Given exercise: The lines to extract begin at the one containing "If you could tag each instance of the woman in white" and run to the end of the listing; set them down exactly and alone.

Task input:
+===+

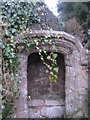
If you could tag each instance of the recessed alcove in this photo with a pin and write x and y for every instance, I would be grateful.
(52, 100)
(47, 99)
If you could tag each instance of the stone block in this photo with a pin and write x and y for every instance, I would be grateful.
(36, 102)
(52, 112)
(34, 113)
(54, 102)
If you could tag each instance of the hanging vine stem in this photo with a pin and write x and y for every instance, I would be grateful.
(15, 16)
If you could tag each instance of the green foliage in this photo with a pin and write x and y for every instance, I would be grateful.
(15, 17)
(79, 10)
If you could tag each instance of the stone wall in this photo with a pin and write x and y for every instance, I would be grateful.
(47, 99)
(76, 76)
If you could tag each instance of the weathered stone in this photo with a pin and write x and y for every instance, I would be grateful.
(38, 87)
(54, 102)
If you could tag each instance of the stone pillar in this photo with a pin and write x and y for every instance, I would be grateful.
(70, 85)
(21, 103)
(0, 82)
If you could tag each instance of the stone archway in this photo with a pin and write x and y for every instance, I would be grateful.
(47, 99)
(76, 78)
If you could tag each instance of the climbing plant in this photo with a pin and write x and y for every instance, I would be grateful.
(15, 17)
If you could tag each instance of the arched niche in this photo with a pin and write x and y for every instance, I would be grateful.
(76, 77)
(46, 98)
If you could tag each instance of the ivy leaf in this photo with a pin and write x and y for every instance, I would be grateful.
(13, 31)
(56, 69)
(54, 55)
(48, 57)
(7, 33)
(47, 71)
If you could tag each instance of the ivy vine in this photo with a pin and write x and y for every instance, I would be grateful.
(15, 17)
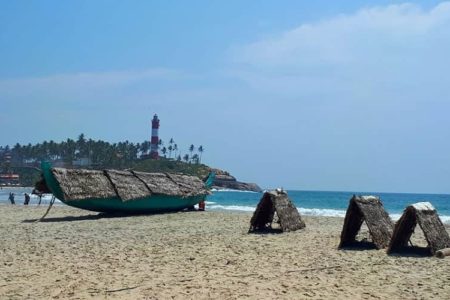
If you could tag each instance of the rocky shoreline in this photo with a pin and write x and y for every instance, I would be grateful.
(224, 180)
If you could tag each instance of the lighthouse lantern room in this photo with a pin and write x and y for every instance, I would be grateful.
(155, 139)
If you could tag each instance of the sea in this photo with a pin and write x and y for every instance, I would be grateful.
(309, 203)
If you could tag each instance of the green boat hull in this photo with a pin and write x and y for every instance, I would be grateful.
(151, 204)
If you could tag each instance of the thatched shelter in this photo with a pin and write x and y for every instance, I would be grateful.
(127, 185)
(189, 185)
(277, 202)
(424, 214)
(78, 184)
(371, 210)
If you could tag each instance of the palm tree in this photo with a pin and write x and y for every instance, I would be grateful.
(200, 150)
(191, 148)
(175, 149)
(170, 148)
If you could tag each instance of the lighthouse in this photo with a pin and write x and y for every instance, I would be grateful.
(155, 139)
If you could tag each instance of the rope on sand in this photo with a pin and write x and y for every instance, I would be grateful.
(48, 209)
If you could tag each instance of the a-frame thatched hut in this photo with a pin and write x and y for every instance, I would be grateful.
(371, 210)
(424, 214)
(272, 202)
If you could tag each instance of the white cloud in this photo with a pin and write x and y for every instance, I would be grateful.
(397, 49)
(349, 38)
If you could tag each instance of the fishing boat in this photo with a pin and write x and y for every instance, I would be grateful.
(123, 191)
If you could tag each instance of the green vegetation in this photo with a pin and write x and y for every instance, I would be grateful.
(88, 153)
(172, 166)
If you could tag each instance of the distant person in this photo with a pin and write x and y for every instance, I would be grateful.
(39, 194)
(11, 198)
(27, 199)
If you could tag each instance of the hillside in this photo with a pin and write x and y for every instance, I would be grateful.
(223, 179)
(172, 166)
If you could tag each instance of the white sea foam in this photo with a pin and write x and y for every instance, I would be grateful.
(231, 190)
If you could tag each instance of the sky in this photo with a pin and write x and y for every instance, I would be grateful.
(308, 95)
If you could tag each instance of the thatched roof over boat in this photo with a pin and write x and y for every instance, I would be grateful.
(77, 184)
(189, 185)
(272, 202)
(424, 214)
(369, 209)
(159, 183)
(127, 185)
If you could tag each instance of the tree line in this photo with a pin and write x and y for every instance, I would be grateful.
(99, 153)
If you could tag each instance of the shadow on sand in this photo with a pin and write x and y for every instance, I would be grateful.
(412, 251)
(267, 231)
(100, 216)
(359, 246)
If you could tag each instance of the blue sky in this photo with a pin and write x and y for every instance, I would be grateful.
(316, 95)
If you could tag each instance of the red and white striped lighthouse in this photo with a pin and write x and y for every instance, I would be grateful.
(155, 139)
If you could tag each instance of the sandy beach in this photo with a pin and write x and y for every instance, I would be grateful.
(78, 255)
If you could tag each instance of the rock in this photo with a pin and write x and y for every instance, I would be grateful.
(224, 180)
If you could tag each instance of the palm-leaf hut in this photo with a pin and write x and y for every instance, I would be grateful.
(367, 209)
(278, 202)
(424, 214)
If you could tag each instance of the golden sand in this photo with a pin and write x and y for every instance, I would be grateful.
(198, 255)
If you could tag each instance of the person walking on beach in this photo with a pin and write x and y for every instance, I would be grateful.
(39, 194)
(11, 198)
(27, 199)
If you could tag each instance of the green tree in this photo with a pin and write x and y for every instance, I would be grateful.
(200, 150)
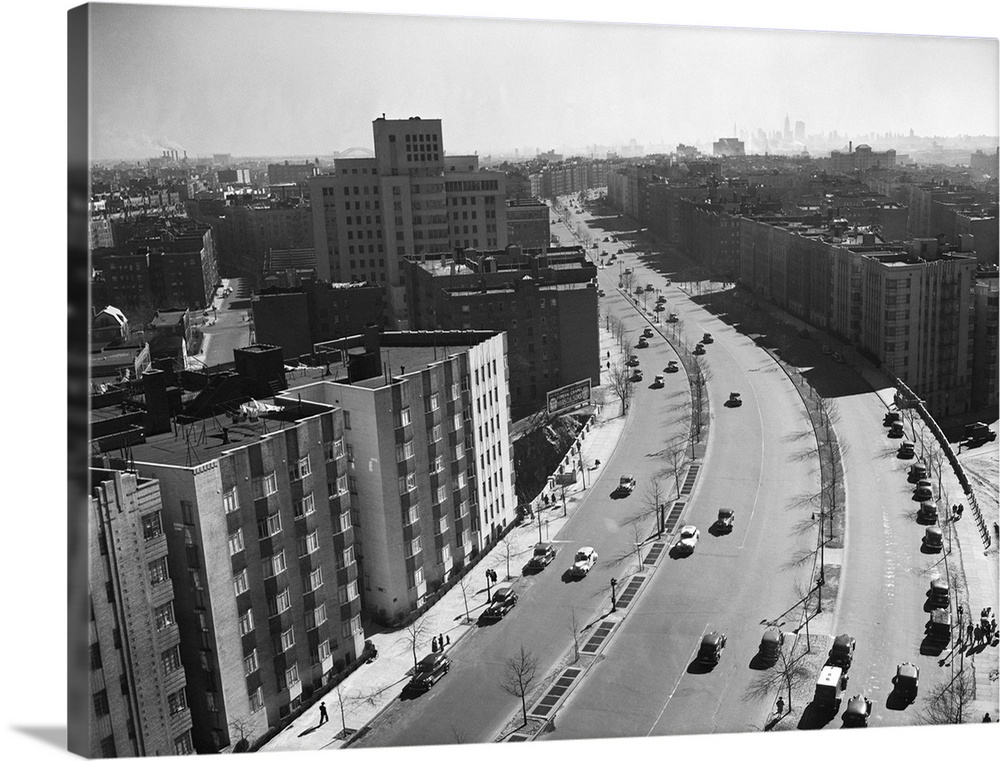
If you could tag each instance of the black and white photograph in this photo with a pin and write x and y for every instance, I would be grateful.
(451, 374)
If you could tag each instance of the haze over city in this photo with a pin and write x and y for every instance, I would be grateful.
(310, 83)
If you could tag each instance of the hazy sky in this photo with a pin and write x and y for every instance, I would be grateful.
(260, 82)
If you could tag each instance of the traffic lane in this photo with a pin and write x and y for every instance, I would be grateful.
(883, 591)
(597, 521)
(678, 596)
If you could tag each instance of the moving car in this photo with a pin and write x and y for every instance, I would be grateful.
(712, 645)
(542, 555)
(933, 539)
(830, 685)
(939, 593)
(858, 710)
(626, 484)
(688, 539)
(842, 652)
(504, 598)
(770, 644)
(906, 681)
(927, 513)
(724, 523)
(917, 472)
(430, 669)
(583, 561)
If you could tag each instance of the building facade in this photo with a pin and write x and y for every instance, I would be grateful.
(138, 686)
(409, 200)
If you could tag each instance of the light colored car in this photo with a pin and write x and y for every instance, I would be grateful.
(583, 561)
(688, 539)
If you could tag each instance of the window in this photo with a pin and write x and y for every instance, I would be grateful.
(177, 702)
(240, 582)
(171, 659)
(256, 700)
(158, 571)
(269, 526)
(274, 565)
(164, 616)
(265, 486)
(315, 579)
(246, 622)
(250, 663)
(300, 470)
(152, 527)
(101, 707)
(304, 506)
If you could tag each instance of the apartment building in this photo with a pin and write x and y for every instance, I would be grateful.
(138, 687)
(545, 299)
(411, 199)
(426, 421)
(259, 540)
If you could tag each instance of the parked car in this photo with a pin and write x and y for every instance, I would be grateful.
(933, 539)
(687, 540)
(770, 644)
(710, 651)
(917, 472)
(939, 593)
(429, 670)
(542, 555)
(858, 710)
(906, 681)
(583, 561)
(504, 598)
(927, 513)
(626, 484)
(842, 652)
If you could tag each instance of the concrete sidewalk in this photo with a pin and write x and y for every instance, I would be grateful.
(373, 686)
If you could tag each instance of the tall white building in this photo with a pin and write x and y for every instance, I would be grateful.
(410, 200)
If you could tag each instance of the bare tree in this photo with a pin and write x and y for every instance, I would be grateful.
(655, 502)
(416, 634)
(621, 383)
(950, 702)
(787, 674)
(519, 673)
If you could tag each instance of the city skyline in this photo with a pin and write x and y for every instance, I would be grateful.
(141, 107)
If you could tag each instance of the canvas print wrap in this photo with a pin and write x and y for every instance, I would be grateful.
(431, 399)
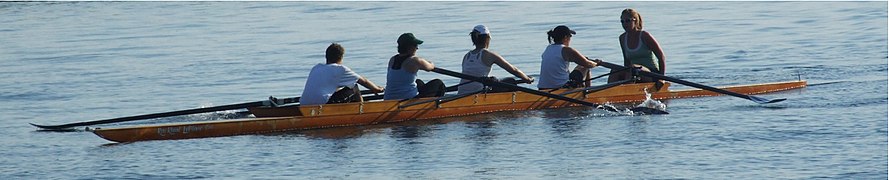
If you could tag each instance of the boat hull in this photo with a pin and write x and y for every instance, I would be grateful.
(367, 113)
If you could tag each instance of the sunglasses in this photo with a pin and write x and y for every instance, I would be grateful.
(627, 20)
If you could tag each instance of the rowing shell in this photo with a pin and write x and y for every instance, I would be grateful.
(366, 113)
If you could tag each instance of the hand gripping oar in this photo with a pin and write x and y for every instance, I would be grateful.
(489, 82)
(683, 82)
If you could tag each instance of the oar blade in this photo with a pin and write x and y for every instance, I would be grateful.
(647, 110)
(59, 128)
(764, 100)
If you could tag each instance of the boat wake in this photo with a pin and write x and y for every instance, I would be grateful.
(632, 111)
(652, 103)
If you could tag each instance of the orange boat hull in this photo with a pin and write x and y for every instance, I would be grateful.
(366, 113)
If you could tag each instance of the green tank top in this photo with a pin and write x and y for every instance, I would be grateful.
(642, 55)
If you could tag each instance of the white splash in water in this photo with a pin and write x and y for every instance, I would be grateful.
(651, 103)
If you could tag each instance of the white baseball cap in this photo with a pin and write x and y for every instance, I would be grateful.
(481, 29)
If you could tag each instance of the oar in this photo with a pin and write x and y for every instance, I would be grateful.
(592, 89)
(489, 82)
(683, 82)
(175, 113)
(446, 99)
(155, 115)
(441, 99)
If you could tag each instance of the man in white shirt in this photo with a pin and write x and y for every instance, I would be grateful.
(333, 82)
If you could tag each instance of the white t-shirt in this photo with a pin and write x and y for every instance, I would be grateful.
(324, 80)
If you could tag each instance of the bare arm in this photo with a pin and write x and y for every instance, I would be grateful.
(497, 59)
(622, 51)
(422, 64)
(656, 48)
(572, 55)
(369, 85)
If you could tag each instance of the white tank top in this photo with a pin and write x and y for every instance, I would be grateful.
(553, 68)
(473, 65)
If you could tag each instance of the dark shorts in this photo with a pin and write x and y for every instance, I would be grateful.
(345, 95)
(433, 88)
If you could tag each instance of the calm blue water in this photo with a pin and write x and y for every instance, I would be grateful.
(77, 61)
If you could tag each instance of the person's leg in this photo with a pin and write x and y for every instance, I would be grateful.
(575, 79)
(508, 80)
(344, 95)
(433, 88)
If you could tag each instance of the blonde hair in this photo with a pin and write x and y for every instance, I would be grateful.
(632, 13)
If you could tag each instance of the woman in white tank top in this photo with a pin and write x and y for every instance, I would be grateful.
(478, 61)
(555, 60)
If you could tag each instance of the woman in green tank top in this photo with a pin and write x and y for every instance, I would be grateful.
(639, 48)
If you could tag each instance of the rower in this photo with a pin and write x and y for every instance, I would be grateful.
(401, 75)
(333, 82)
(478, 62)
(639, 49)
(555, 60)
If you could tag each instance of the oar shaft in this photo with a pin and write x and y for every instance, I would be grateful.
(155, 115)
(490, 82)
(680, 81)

+===+

Response:
If you could tag each instance of the woman in white tank top in this photo with a pin and write x and y for every instance, I would be grateful.
(478, 61)
(555, 60)
If you could tag each instance of the woman in green tank top in this photo with a pin and write x and y for every instance, I would be grateful.
(639, 48)
If you could tag each instance of the rower in this photo with a pin and write x and y for every instance, I would be grateful.
(401, 75)
(333, 82)
(478, 62)
(639, 49)
(555, 60)
If you could tag each instance of the oar shaft in this photo with a pin and write x and y for every instance, I would be grateful.
(155, 115)
(490, 82)
(680, 81)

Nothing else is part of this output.